▸ **WHAT TO PRODUCE**: Once the line with "Wildlife-count tagging: point out every instance of the person" is found in the data, output it and each following line exactly, up to and including the line with "Wildlife-count tagging: point out every instance of the asphalt", and nothing before or after.

▸ **DATA SUPPLIED**:

%%

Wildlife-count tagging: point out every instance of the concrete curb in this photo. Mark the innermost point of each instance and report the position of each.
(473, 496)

%%
%%

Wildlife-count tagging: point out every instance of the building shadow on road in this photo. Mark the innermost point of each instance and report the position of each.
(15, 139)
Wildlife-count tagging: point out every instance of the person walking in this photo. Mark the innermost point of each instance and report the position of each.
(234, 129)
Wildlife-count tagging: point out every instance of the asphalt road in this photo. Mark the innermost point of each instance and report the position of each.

%%

▸ **WRITTEN ANSWER**:
Wildlife-count tagging: point out every instance of the person walking in this photo. Mark the innermost point of each instance and report the position of each.
(234, 129)
Wildlife-count tagging: point out every instance of the asphalt road in this photo. Mark the innermost point of each instance and report the position of each.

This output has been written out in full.